#### The task:
Pull out everything in the article on Subversia from "Subversia is a" down to "as a writer.", copying the words without any change.

#### Document extract:
▼▼▼

Subversia
- Author: D. R. Haney
- Language: English
- Subject: childhood, relationships, music, film, celebrity
- Genre: nonfiction, essays, memoir
- Publisher: TNB Books
- Publication date: 9 October 2010
- Publication place: United States of America
- Media type: Print, ebook
- Pages: 240
- ISBN: 978-0-9828598-0-3

= Subversia =

Subversia is a collection of autobiographical nonfiction by American novelist D. R. Haney, published in 2010 by TNB Books.

The collection, comprising thirty short essays, none longer than 2500 words, is divided into five sections. "Memoria” is primarily concerned with childhood and adolescence; “Amitcia" ponders friendship and love; “Musica” draws on Haney's participation in the underground music scene; "Fama" looks at the noted and notorious as observed by Haney, a professional actor and screenwriter before he became an author; and “Liber" mostly consists of interviews with Haney about his work as a writer.

Subversia was the inaugural title of TNB Books, the book imprint of The Nervous Breakdown (TNB), an online culture magazine. Haney has been a contributor to TNB since 2009, and the majority of the essays in Subversia were originally published on the website. When interviewed by the National Book Critics Circle, The Nervous Breakdown's Founding Editor, Brad Listi, said of the decision to make Haney his premiere author: “He's a great talent who has lived quite a life, and his fan base on TNB is extremely devoted. The site has given us some pretty unique insight into how much passion his work can generate among readers...”

==Reaction==

Reviews for Subversia were strong. New York Journal of Books called it “an accounting of real life in perfect focus,” while L.A. Observed pointed to Haney as a “near-master of the final sentence, the one that pulls it all together and adds a dimension to the whole piece..." The San Antonio Current said, “One good tale surfaces in the wake of another, and it’s the juxtaposition of them that resonates,” and for PANK magazine the book was “a joyful read on depressing subjects, and the consistency and precision of the writing makes it work,” adding that Haney “writes in a way that is infectious and gimmick-free…his enthusiasm for people, creativity and the whole world, is bottomless.”

▲▲▲

#### Extracted entries:
▼▼▼

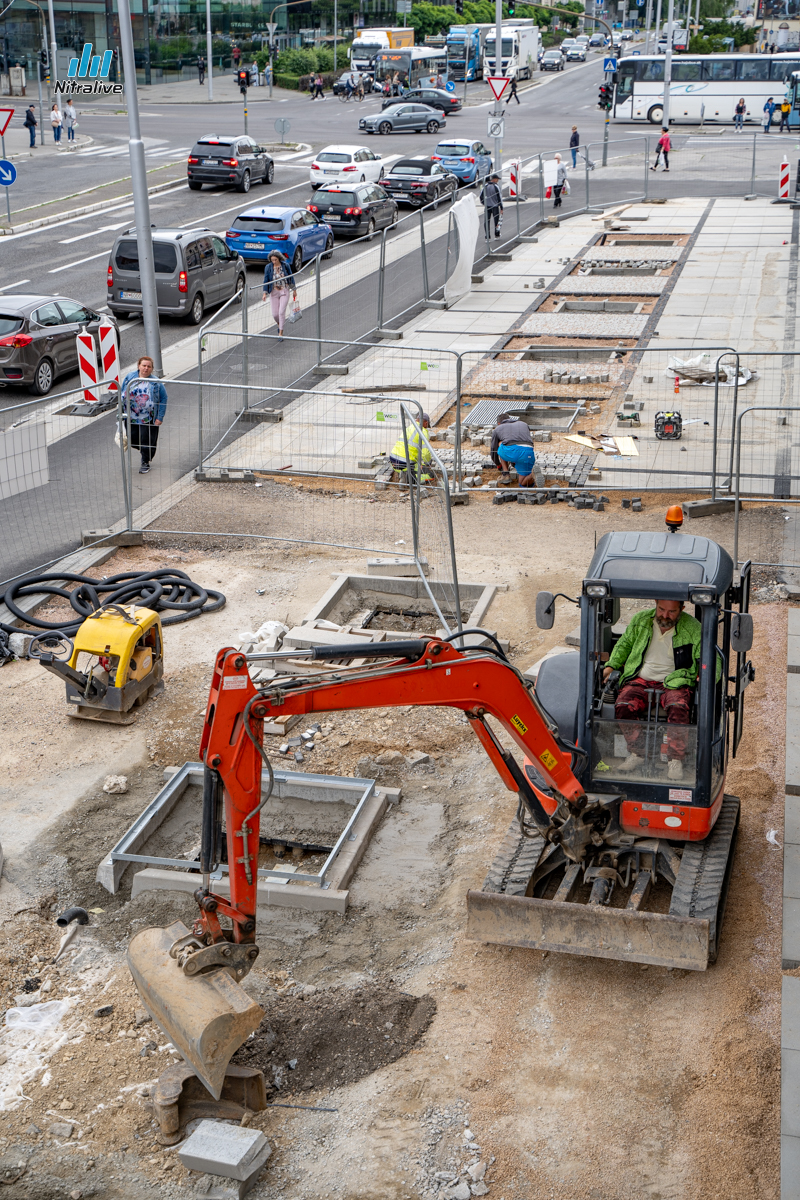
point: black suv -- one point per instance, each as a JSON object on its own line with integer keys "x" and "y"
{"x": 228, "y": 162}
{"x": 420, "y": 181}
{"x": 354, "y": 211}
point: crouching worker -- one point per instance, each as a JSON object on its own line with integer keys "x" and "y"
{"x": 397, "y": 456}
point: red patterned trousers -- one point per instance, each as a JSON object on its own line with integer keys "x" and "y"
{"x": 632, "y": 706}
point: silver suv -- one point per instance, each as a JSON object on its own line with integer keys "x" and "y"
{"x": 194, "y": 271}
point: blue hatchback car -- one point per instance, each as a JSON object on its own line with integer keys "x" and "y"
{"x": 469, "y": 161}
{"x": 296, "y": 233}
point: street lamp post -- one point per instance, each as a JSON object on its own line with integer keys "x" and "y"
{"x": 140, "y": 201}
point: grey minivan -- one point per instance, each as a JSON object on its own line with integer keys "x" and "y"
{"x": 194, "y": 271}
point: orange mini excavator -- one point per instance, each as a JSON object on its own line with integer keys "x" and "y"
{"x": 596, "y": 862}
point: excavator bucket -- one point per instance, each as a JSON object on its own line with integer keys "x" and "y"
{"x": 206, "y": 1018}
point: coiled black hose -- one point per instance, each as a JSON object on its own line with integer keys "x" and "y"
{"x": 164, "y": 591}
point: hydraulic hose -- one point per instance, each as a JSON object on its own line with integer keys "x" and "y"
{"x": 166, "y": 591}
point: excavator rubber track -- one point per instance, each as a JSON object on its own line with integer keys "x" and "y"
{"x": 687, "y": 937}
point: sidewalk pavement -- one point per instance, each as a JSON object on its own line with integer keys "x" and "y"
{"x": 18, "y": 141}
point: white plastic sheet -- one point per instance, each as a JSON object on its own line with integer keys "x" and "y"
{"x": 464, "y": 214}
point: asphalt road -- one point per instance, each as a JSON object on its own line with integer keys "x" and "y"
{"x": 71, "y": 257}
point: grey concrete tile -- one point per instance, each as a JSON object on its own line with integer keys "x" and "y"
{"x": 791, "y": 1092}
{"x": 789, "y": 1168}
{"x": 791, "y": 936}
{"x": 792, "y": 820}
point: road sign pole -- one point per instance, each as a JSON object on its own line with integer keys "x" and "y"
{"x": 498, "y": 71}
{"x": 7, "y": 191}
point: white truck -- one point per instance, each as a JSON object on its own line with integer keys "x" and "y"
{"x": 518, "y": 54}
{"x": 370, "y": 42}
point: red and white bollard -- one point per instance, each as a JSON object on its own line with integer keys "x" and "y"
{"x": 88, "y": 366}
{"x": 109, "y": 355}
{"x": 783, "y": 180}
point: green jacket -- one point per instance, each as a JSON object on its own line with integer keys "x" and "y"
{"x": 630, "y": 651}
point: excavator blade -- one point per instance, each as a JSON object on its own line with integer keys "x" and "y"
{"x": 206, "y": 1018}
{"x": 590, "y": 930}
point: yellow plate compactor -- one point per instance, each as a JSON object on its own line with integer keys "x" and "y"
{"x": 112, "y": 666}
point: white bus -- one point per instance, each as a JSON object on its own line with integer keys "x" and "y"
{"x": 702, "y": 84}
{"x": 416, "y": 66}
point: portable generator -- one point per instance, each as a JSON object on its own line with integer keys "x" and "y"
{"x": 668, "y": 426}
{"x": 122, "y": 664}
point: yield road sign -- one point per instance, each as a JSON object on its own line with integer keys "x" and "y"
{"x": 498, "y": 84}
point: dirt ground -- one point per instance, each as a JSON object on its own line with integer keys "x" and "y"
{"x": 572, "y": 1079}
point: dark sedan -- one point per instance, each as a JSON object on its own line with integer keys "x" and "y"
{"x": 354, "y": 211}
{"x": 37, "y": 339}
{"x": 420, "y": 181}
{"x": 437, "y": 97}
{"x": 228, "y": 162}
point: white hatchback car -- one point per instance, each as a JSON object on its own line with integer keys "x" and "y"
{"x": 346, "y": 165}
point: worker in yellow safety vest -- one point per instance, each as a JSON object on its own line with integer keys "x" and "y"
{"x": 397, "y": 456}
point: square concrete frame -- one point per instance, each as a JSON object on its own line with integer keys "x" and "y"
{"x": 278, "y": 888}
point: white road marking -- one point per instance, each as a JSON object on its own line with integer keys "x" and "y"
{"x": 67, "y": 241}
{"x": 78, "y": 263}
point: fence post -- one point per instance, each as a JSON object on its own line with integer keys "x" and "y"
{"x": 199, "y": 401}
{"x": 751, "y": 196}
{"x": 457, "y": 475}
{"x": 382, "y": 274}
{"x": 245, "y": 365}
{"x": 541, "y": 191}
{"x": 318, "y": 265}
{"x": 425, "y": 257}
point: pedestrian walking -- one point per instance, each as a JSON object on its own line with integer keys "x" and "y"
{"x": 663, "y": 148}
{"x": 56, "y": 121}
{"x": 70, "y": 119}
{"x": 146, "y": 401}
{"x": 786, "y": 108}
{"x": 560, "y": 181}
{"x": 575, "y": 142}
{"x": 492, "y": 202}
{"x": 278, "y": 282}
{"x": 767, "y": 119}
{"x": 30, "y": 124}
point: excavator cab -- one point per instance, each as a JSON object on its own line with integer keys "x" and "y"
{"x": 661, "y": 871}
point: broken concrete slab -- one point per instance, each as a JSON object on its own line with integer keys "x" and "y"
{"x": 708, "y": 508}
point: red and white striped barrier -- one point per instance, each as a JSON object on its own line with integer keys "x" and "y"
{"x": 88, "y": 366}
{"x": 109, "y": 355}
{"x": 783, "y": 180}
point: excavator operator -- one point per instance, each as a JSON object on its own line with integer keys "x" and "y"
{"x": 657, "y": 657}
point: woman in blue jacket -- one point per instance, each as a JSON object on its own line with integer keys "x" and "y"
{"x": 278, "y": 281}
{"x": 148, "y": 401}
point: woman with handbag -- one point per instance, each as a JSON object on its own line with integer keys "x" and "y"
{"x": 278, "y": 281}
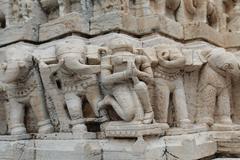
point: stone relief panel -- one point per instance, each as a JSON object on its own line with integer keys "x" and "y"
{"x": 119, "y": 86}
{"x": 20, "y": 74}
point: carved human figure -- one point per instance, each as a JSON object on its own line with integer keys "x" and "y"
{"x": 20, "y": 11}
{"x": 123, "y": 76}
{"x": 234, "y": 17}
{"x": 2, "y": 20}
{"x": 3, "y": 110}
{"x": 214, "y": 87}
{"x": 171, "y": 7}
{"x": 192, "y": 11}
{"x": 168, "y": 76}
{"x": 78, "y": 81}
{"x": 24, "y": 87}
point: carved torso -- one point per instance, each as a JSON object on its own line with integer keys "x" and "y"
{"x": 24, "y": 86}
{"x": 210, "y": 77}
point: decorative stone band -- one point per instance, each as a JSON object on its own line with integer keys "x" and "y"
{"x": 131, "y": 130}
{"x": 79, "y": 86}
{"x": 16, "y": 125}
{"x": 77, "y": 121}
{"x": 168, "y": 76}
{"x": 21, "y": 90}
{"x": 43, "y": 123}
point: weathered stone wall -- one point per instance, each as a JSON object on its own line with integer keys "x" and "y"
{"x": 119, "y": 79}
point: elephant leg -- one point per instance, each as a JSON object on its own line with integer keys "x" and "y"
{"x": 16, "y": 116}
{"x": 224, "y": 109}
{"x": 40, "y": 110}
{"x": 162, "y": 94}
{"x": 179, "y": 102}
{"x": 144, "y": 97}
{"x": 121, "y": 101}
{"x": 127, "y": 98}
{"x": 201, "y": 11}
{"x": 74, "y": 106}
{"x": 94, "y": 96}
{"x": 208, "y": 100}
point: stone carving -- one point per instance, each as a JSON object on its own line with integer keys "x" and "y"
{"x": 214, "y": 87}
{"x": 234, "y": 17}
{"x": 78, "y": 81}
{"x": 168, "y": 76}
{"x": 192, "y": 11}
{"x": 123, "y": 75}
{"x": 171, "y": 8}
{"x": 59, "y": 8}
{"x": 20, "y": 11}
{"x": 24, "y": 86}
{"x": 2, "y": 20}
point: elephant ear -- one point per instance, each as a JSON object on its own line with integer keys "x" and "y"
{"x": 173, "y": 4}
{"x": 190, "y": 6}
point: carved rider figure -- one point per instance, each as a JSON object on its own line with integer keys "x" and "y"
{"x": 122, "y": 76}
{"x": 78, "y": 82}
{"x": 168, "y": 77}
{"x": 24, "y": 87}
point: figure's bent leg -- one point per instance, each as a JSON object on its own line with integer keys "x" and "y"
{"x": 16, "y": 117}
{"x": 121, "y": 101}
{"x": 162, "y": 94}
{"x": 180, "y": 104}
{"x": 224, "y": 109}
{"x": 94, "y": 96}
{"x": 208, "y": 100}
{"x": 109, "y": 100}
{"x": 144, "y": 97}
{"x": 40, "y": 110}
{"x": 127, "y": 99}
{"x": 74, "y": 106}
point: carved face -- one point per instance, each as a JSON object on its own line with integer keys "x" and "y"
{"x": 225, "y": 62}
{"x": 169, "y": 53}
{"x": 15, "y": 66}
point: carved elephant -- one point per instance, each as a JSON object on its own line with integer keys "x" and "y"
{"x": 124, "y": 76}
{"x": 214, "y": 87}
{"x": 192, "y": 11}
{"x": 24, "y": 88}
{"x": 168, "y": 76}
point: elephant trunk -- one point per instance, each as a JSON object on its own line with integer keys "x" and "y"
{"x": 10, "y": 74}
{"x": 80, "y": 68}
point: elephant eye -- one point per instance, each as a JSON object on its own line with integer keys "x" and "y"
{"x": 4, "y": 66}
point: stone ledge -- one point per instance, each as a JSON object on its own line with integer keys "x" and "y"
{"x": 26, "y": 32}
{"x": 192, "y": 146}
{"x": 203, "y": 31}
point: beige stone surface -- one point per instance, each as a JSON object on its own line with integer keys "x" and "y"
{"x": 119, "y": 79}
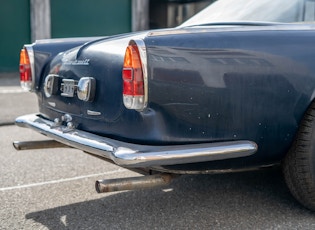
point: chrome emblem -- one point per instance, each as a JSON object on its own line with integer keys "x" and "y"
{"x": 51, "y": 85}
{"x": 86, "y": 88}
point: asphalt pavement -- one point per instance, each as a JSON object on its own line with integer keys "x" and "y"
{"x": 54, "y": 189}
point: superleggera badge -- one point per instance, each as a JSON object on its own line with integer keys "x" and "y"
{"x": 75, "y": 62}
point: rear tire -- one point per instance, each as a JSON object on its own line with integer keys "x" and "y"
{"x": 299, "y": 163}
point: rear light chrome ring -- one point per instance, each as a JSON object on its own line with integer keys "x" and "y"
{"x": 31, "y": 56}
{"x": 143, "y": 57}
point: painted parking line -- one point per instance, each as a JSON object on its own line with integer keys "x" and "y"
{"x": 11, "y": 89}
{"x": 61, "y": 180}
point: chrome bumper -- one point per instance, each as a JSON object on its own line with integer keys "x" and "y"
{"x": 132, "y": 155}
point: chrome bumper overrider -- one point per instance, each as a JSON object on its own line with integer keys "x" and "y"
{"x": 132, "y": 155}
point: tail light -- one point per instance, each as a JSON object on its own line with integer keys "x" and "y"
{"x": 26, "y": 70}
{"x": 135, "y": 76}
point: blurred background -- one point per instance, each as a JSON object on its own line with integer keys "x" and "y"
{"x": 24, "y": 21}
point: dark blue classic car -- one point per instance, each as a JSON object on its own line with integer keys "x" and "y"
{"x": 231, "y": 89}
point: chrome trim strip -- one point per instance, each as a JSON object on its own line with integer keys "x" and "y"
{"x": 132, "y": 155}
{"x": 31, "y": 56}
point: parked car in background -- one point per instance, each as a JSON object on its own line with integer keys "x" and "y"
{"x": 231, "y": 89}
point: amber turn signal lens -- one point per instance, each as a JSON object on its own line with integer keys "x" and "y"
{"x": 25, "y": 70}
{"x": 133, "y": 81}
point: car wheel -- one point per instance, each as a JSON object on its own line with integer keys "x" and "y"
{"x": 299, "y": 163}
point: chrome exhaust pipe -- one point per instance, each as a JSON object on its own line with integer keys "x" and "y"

▲▲▲

#### Written response:
Subversia is a collection of autobiographical nonfiction by American novelist D. R. Haney, published in 2010 by TNB Books.

The collection, comprising thirty short essays, none longer than 2500 words, is divided into five sections. "Memoria” is primarily concerned with childhood and adolescence; “Amitcia" ponders friendship and love; “Musica” draws on Haney's participation in the underground music scene; "Fama" looks at the noted and notorious as observed by Haney, a professional actor and screenwriter before he became an author; and “Liber" mostly consists of interviews with Haney about his work as a writer.